• **Your objective**:
With no images included, output each entry below exactly as it appears.

[Excerpts from a dataset]
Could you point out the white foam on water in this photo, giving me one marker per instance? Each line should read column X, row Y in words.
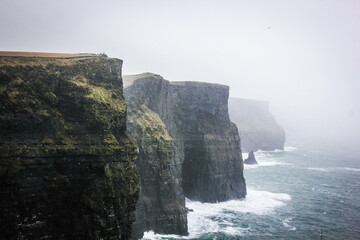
column 352, row 169
column 207, row 218
column 319, row 169
column 287, row 224
column 332, row 169
column 290, row 149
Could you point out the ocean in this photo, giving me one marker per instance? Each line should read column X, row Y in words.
column 302, row 192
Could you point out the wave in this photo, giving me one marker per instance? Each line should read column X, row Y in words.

• **Task result**:
Could you point out the white foam on water in this photo, giving me one marker per instance? Each line should read column X, row Y in words.
column 352, row 169
column 207, row 218
column 319, row 169
column 287, row 224
column 332, row 169
column 290, row 149
Could you point out the ocean in this photo, giving me one marker per instance? Each line should read column X, row Y in words.
column 302, row 192
Could you point out the wave in this photo, giving me one marker per instance? Each line should read column X, row Y in words.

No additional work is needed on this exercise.